TASK REQUIREMENTS >>
Print the data that follows exactly, leaving nothing out.

DATA FOR REVIEW Block Start

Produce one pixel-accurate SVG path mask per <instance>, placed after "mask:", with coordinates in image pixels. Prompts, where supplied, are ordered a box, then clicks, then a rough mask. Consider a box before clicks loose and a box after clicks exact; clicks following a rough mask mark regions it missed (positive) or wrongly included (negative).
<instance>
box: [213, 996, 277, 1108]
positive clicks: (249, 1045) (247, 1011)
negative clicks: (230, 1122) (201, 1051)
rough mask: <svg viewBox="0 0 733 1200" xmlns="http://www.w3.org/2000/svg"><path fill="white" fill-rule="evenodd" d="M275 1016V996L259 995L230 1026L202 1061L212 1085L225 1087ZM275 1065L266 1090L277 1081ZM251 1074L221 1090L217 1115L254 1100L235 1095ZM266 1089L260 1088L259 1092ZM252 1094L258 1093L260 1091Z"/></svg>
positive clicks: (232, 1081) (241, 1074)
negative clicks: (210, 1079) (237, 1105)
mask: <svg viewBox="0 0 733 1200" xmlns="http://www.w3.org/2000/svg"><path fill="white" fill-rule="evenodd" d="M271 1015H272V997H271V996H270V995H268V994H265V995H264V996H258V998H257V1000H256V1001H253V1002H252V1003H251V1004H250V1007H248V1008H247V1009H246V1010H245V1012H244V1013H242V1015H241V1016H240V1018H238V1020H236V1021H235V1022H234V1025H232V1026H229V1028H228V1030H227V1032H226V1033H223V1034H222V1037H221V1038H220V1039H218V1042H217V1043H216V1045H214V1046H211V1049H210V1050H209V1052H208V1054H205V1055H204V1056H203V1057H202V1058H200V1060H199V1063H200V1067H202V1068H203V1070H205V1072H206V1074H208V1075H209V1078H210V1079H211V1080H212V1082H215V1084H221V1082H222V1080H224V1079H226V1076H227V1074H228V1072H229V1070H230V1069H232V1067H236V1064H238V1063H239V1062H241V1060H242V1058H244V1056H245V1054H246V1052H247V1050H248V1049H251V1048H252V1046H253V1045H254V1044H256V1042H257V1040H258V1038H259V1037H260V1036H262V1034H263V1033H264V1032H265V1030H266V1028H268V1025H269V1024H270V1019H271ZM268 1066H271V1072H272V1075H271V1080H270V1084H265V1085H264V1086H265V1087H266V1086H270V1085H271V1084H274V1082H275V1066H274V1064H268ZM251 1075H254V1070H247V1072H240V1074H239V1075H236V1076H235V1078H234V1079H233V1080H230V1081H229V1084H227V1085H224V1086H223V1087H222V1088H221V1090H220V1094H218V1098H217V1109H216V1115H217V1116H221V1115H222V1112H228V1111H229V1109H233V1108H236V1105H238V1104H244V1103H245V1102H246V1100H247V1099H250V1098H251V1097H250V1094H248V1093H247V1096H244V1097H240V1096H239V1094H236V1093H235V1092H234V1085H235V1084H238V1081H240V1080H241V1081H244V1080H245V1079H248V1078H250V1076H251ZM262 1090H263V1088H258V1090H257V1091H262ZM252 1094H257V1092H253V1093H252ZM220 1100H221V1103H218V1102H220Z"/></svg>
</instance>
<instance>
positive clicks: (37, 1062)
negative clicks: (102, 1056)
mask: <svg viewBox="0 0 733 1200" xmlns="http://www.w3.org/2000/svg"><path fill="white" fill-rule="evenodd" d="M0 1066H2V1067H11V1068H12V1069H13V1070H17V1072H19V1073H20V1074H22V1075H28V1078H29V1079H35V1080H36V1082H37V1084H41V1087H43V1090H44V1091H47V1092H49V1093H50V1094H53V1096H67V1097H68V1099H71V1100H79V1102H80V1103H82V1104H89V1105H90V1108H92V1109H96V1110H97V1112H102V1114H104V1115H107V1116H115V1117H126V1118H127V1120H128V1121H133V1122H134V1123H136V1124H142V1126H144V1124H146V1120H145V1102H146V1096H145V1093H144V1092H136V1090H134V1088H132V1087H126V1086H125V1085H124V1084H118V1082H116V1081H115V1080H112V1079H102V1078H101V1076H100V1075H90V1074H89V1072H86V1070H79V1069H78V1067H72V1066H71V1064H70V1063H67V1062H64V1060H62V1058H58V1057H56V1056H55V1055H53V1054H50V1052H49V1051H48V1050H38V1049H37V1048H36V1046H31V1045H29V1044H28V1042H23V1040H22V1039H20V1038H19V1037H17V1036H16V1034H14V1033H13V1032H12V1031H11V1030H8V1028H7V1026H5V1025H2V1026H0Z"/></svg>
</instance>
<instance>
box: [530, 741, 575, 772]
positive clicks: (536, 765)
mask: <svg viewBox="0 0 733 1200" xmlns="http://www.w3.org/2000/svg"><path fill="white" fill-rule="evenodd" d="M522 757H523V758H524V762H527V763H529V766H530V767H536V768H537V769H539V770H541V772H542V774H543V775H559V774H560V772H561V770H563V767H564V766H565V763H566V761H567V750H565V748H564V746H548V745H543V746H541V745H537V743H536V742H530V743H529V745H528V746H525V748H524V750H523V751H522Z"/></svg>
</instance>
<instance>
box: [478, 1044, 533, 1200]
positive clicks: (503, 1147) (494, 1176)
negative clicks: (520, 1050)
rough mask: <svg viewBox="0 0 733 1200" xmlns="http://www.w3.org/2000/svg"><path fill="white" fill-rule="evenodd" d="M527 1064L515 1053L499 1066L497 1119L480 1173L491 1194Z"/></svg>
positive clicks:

DATA FOR REVIEW Block End

RESULT FOR THIS TASK >>
Produce one pixel-accurate SVG path mask per <instance>, placed after "mask:", with coordinates in image pixels. Prompts, where supplied, are ordered a box, then clicks, then a rough mask. Consider a box before clicks loose and a box after clicks exact; clicks following a rough mask mark regions it missed (positive) or wrongly included (negative).
<instance>
box: [213, 996, 277, 1108]
positive clicks: (249, 1045) (247, 1011)
negative clicks: (230, 1122) (201, 1051)
rough mask: <svg viewBox="0 0 733 1200" xmlns="http://www.w3.org/2000/svg"><path fill="white" fill-rule="evenodd" d="M275 1016V996L259 995L230 1026L202 1061L212 1085L225 1087ZM275 1065L266 1090L277 1081ZM251 1074L221 1090L217 1115L254 1100L235 1095ZM266 1089L260 1088L259 1092ZM252 1094L258 1093L260 1091Z"/></svg>
positive clicks: (232, 1081) (241, 1074)
negative clicks: (210, 1079) (237, 1105)
mask: <svg viewBox="0 0 733 1200" xmlns="http://www.w3.org/2000/svg"><path fill="white" fill-rule="evenodd" d="M271 1015H272V997H271V996H270V995H268V994H265V995H264V996H258V998H257V1000H256V1001H253V1002H252V1003H251V1004H250V1007H248V1008H247V1009H246V1010H245V1012H244V1013H242V1015H241V1016H240V1018H238V1020H236V1021H235V1022H234V1025H232V1026H229V1028H228V1030H227V1032H226V1033H223V1034H222V1037H221V1038H220V1039H218V1042H217V1043H216V1045H214V1046H211V1049H210V1050H209V1052H208V1054H205V1055H204V1056H203V1057H202V1058H200V1060H199V1063H200V1067H202V1068H203V1070H205V1072H206V1074H208V1075H209V1078H210V1079H211V1080H212V1082H215V1084H221V1082H222V1080H224V1079H226V1076H227V1074H228V1072H229V1070H230V1069H232V1067H236V1064H238V1063H239V1062H241V1060H242V1058H244V1056H245V1054H246V1052H247V1050H248V1049H251V1048H252V1046H253V1045H254V1044H256V1042H257V1040H258V1038H259V1037H260V1036H262V1034H263V1033H264V1032H265V1030H266V1028H268V1025H269V1024H270V1019H271ZM268 1066H271V1072H272V1075H271V1080H270V1084H265V1085H264V1086H265V1087H266V1086H270V1085H271V1084H274V1082H275V1066H274V1064H268ZM251 1075H254V1070H247V1072H240V1074H239V1075H236V1076H235V1078H234V1079H233V1080H230V1081H229V1084H227V1085H224V1086H223V1087H222V1088H221V1090H220V1094H218V1098H217V1109H216V1115H217V1116H221V1115H222V1112H228V1111H229V1109H233V1108H236V1105H238V1104H244V1103H245V1102H246V1100H247V1099H250V1098H251V1097H250V1094H248V1093H247V1096H244V1097H240V1096H239V1094H236V1093H235V1092H234V1085H235V1084H238V1081H240V1080H241V1081H244V1080H245V1079H248V1078H250V1076H251ZM262 1090H263V1088H258V1090H257V1091H262ZM252 1094H257V1092H253V1093H252ZM220 1100H221V1103H218V1102H220Z"/></svg>
</instance>
<instance>
positive clicks: (37, 1062)
negative clicks: (102, 1056)
mask: <svg viewBox="0 0 733 1200" xmlns="http://www.w3.org/2000/svg"><path fill="white" fill-rule="evenodd" d="M0 1066H2V1067H11V1068H12V1069H13V1070H17V1072H19V1073H20V1074H22V1075H28V1078H29V1079H35V1080H36V1082H37V1084H41V1087H43V1090H44V1091H47V1092H49V1093H50V1094H53V1096H67V1097H68V1099H71V1100H79V1102H80V1103H82V1104H89V1105H90V1108H92V1109H96V1110H97V1112H102V1114H104V1115H107V1116H115V1117H126V1118H127V1120H128V1121H133V1122H134V1123H136V1124H142V1126H144V1124H146V1120H145V1102H146V1096H145V1093H144V1092H136V1090H134V1088H132V1087H126V1086H125V1085H124V1084H118V1082H116V1081H115V1080H112V1079H102V1078H101V1076H100V1075H90V1074H89V1072H86V1070H79V1069H78V1067H72V1066H71V1064H70V1063H67V1062H64V1060H62V1058H58V1057H56V1056H55V1055H53V1054H50V1052H49V1051H48V1050H38V1049H37V1048H36V1046H31V1045H29V1044H28V1042H23V1040H22V1039H20V1038H19V1037H17V1036H16V1034H14V1033H13V1032H12V1031H11V1030H8V1028H7V1026H5V1025H2V1026H0Z"/></svg>
</instance>
<instance>
box: [530, 741, 575, 772]
positive clicks: (536, 765)
mask: <svg viewBox="0 0 733 1200" xmlns="http://www.w3.org/2000/svg"><path fill="white" fill-rule="evenodd" d="M522 757H523V758H524V762H527V763H529V766H530V767H536V768H537V769H539V770H541V772H542V774H543V775H559V774H560V772H561V770H563V767H564V766H565V763H566V761H567V750H565V748H564V746H548V745H543V746H541V745H537V743H536V742H530V743H529V745H528V746H525V748H524V750H523V751H522Z"/></svg>
</instance>
<instance>
box: [478, 1044, 533, 1200]
positive clicks: (503, 1147) (494, 1176)
negative clicks: (520, 1050)
rough mask: <svg viewBox="0 0 733 1200" xmlns="http://www.w3.org/2000/svg"><path fill="white" fill-rule="evenodd" d="M527 1064L515 1053L499 1066L497 1119L480 1173L491 1194Z"/></svg>
positive clicks:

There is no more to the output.